───── Data entries ─────

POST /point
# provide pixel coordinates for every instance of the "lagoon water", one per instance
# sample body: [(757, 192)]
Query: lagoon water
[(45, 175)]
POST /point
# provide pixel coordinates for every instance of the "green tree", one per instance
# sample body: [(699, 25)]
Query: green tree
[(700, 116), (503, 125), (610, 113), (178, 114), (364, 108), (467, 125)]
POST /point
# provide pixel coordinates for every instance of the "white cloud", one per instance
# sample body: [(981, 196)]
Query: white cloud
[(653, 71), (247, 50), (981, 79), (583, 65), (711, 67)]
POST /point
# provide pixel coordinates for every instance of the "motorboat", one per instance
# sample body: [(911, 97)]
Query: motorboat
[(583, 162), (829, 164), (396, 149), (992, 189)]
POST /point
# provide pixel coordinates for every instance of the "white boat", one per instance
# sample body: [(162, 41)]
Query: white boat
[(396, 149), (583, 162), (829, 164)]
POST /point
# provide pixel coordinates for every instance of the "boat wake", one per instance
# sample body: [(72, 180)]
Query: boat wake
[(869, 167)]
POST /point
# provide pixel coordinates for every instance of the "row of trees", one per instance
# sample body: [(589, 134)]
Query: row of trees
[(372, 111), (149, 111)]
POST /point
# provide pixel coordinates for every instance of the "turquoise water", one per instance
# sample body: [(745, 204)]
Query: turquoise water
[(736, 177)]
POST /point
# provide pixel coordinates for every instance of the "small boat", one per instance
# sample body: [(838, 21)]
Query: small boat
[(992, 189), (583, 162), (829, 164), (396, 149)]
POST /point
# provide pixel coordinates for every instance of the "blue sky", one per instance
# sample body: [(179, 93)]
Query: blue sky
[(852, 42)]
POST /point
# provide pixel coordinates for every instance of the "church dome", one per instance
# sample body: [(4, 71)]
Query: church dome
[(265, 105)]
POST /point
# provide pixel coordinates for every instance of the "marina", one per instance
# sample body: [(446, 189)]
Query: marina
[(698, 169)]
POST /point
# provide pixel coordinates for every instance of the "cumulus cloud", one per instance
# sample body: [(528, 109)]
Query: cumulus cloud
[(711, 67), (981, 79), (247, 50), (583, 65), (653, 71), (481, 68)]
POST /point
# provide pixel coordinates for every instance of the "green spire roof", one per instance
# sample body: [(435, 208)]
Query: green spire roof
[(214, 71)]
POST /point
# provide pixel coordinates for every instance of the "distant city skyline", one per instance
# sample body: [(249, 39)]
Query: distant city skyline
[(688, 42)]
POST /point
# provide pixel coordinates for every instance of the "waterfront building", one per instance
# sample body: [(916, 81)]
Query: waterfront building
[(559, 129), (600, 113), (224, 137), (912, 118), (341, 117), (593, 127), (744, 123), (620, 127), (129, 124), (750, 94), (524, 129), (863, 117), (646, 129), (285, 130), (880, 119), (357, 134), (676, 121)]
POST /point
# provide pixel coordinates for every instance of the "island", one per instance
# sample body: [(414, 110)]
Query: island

─────

Exactly reproduce every line found in the records.

POST /point
# provide pixel coordinates for every instance of the "lagoon water", one per instance
# sample body: [(757, 192)]
Query: lagoon water
[(45, 175)]
POST /point
# provide pixel coordinates for every instance of the "green tree", one per instance
# sample body: [(699, 25)]
Query: green tree
[(700, 116), (503, 125), (610, 113), (178, 114), (364, 108), (467, 125)]
POST /point
# provide pixel coordinates for every instance of the "white cloud", one per instance
# sample body: [(981, 196)]
Query: white cloud
[(653, 71), (247, 50), (981, 79), (583, 65), (711, 67)]
POST /point
# provide pixel coordinates for every instance of the "motorboat", one per instance
# sample body: [(911, 97)]
Query: motorboat
[(583, 162), (829, 164), (396, 149), (992, 189)]
POST /point
# provide pixel coordinates for every instance of the "white boat", one per instance
# sample body: [(162, 41)]
Query: white boat
[(396, 149), (583, 162), (829, 164)]
POST /point
# provide pixel coordinates for every instance of the "boat wake", one per instance
# sample body: [(72, 180)]
Query: boat wake
[(869, 167)]
POST /point
# provide pixel coordinates for every instance of the "row of trees", one per instance
# sample body: [(589, 134)]
Query: row of trees
[(372, 111), (149, 111)]
POST /point
# provide pixel coordinates for every instance of the "turquoise water", one per instance
# sample body: [(745, 204)]
Query: turquoise water
[(736, 177)]
POST /point
# provide pixel coordinates for every instance of the "small boat", one per instance
# sample body: [(838, 21)]
Query: small boat
[(992, 189), (583, 162), (829, 164), (396, 149)]
POST /point
# provide pixel coordinates for every instance of the "blue sky", one per instance
# sample body: [(179, 93)]
Query: blue sky
[(852, 42)]
POST /point
# provide pixel coordinates for every instance of the "church dome", one per instance
# sample body: [(4, 71)]
Query: church dome
[(265, 105)]
POST /point
# provide pixel coordinates for every instance of the "marina", one per instance
# sample body: [(446, 189)]
Query: marina
[(698, 169)]
POST /point
# provide pixel coordinates for every instance of the "cumulus cloud", one per instance
# sample body: [(528, 109)]
Query: cumulus cloud
[(711, 67), (981, 79), (247, 50), (583, 65), (653, 71), (481, 68)]
POST /point
# provide pixel coordinates for every instance of the "green spire roof", one per instance
# sample body: [(435, 208)]
Query: green spire roof
[(214, 71)]
POST /point
# provide pixel coordinates for every instance of the "distant city skyline", one per instance
# sample body: [(249, 39)]
Query: distant city skyline
[(688, 42)]
POST /point
# provide pixel coordinates for every instance of the "waterfront building", one per instance
# sample body: [(916, 81)]
Query: waterfront building
[(559, 129), (600, 113), (224, 137), (912, 118), (341, 117), (593, 127), (744, 123), (620, 127), (129, 124), (750, 94), (524, 129), (863, 117), (646, 129), (285, 130), (880, 119), (357, 134), (676, 121)]
POST /point
# provide pixel coordinates for every instance of the "island", one per instance
# sample body: [(414, 110)]
Query: island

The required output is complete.